Exercise requirements: Output the records. Match them exactly.

Object position labeling entries:
╭──
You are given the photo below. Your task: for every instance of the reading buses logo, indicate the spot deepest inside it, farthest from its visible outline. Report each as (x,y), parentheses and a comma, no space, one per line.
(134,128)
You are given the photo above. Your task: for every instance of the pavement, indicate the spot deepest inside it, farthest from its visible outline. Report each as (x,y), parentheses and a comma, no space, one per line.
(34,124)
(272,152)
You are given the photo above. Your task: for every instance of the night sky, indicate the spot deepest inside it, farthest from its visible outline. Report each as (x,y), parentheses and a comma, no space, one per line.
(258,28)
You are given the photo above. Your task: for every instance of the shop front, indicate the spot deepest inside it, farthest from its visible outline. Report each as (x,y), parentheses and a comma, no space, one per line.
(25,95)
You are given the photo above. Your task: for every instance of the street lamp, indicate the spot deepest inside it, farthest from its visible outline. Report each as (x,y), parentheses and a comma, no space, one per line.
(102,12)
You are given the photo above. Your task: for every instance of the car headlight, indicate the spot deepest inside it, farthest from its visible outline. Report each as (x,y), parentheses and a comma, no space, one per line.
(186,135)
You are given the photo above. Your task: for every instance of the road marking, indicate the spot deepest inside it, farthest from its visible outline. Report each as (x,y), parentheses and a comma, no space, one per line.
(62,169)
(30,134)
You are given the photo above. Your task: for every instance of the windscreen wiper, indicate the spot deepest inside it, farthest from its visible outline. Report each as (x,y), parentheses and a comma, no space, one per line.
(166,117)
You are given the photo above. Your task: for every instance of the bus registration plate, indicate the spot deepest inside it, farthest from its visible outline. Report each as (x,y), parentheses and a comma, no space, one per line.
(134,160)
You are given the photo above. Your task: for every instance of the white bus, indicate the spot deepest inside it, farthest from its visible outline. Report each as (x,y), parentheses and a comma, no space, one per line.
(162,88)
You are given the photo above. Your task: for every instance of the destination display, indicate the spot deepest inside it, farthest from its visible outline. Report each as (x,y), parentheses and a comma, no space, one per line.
╰──
Answer to the task:
You are given the photo below. Your task: for every instance of the reading buses logo, indicate the spot deepest inside it, farthest from its visible outline. Report each as (x,y), parentheses and a comma, no space, one per line.
(134,128)
You are given the photo above. Your task: for every instance of the pavement, indicate the spot deepest inside it, farthest from its visible outline. Report each as (x,y), parentheses and a comma, no space, one per line.
(34,124)
(272,152)
You are given the photo above. Your task: for every instance of the night sky, indicate the spot deepest inside it, farthest from its visible outline. Report each as (x,y), parentheses and a comma, no space, one per line.
(258,28)
You are given the photo above. Your task: for every instance of the shop front, indicate the spot deepest inside it, farthest from its visible outline. Report each as (x,y), parentheses and a comma, no space, one per line.
(25,95)
You are given the photo above. Your task: for every instance of the street lamp, indicate the spot deepest inside it, farthest from its visible outline. Report each as (x,y), parentheses and a comma, no space, one per line.
(102,12)
You are given the photo above. Your task: for every instance of the car headlight, indicate the spot deepest inside it, farthest from its visible outline. Report each as (x,y), parentheses and a comma, no space, one per line.
(186,135)
You are given the photo above. Your task: for every instance of the road marking, indicate the spot deepest inside it, farthest from its visible outline. Report each as (x,y), parentheses and a comma, no space, one per line.
(62,169)
(30,134)
You are given the photo above. Your task: for every instance of the windscreen wiper, indicate the spot deepest inside it, farthest from its visible outline. Report each as (x,y), parentheses and a comma, no space, one per line.
(166,117)
You are given the photo above. Your task: for every instance of the bus registration plate, indicate the spot deepest inside it, farthest from its visible outline. Report each as (x,y), parentheses and a comma, no space, one per line.
(134,160)
You are given the photo above. Your task: for every instance of the white bus, indicate the spot deepest inside it, farthest from its visible outline. Report each as (x,y), parentheses and a comma, no space, one per line.
(162,88)
You are given the photo above. Your task: for every instance of the destination display, indicate the spot deepest inside it, farthest from its visible outline. Report each as (x,y), parentheses and a comma, no space, one per line.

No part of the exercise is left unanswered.